**TEXT EXTRACT:**

start

Re: archive status ".ready" files may be created too early - Mailing list pgsql-hackers

From Kyotaro Horiguchi
Subject Re: archive status ".ready" files may be created too early
Date
Msg-id 20201216.110120.887433782054853494.horikyota.ntt@gmail.com
Whole thread Raw
In response to Re: archive status ".ready" files may be created too early  (Kyotaro Horiguchi <horikyota.ntt@gmail.com>)
Responses Re: archive status ".ready" files may be created too early
Re: archive status ".ready" files may be created too early
List pgsql-hackers
At Tue, 15 Dec 2020 19:32:57 +0900 (JST), Kyotaro Horiguchi <horikyota.ntt@gmail.com> wrote in 
> At Mon, 14 Dec 2020 18:25:23 +0000, "Bossart, Nathan" <bossartn@amazon.com> wrote in 
> > I wonder if these are safe assumptions to make.  For your example, if
> > we've written record B to the WAL buffers, but neither record A nor B
> > have been written to disk or flushed, aren't we still in trouble?
> 
> You're right in that regard. There's a window where partial record is
> written when write location passes F0 after insertion location passes
> F1. However, remembering all spanning records seems overkilling to me.
> 
> I modifed the previous patch so that it remembers the start LSN of the
> *oldest* corss-segment continuation record in the last consecutive
> bonded segments, and the end LSN of the latest cross-segmetn
> continuation record. This doesn't foreget past segment boundaries.

end

**PROVIDED DATA:**
start

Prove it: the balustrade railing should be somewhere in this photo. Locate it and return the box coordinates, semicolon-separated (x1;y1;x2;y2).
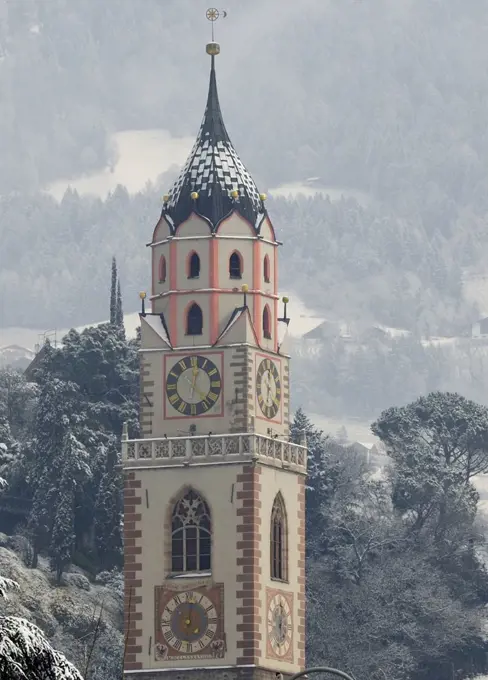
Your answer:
122;433;307;468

end

**GOALS:**
a) From the mailing list post, answer each on its own line:
(i) Which mailing list is the post on?
(ii) What email address does "Bossart, Nathan" write from?
(iii) How does the writer describe remembering all spanning records?
b) Update the part of the mailing list post that opens with the words containing "Responses Re: archive" and closes with "still in trouble?", replacing "WAL buffers" with "shared buffers".

**SOLUTIONS BELOW:**
a)
(i) pgsql-hackers
(ii) bossartn@amazon.com
(iii) As overkilling

b)
Responses Re: archive status ".ready" files may be created too early
Re: archive status ".ready" files may be created too early
List pgsql-hackers
At Tue, 15 Dec 2020 19:32:57 +0900 (JST), Kyotaro Horiguchi <horikyota.ntt@gmail.com> wrote in 
> At Mon, 14 Dec 2020 18:25:23 +0000, "Bossart, Nathan" <bossartn@amazon.com> wrote in 
> > I wonder if these are safe assumptions to make.  For your example, if
> > we've written record B to the shared buffers, but neither record A nor B
> > have been written to disk or flushed, aren't we still in trouble?